Rescale the items below, from the line with "Where can the black table" through the end of the records, and write out every line again, requests included. Multiply each answer coordinate by 0.6 and round to whole numbers, with halves rounded up.

** START **

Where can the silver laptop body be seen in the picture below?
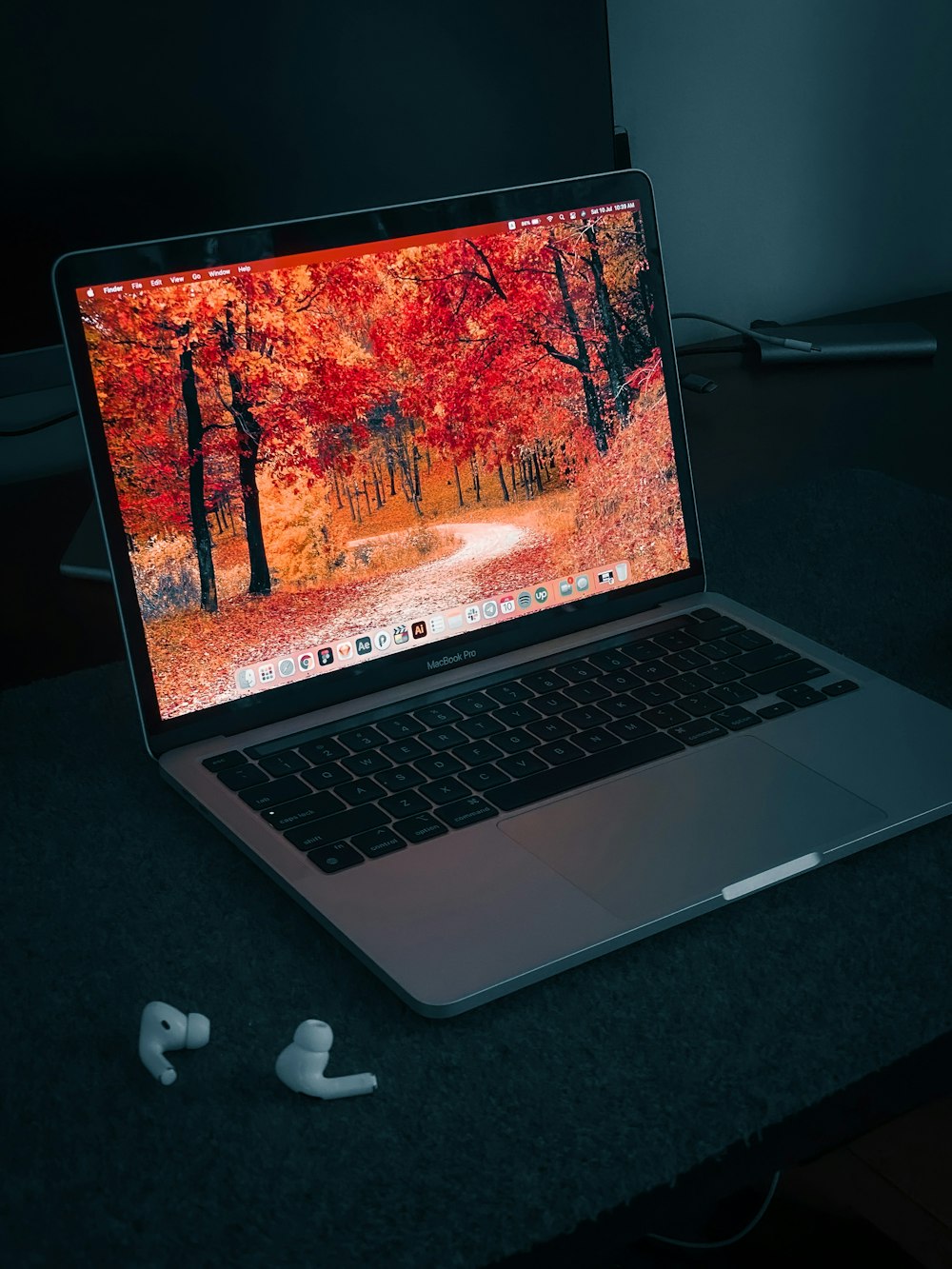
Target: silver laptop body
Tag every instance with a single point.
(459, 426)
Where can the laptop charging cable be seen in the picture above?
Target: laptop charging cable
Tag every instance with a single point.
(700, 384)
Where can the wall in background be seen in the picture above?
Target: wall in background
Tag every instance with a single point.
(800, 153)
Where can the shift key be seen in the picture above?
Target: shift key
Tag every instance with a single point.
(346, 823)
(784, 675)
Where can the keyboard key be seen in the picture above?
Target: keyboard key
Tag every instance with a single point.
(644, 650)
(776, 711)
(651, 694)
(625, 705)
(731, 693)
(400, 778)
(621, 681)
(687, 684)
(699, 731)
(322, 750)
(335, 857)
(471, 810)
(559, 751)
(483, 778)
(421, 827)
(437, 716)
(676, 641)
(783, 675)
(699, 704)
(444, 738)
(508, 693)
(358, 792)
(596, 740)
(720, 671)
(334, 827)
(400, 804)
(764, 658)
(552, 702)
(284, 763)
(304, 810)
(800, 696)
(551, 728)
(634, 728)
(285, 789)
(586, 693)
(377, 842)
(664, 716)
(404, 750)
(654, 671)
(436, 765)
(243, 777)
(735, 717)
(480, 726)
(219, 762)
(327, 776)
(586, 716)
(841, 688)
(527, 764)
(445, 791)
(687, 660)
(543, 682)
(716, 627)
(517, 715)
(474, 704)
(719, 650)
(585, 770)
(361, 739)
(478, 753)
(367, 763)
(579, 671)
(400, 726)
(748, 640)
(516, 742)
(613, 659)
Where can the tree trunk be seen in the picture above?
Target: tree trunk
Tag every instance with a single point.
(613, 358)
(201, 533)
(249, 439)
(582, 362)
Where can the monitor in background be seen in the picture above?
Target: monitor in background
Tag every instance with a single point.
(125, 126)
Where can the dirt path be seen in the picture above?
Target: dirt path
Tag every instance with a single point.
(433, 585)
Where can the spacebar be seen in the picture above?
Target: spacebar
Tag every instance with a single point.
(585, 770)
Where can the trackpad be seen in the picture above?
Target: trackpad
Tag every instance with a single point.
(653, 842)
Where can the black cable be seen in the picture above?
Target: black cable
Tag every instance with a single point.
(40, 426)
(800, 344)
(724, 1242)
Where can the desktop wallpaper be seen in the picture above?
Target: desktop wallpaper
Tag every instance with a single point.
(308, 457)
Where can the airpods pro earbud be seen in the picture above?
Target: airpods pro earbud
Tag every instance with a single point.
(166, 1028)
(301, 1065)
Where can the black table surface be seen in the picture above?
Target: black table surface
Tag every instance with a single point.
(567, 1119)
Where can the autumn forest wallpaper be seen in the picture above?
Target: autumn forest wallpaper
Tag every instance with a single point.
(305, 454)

** END **

▶ _The result_:
Where can the black table surface be seen in the picture above?
Target: black table surface
Tag every instance with a single point.
(340, 671)
Where can the autumn forest wallpaper be seen in the picture above?
Target: autumn forest wallpaper
Tag every instance with a single point.
(183, 272)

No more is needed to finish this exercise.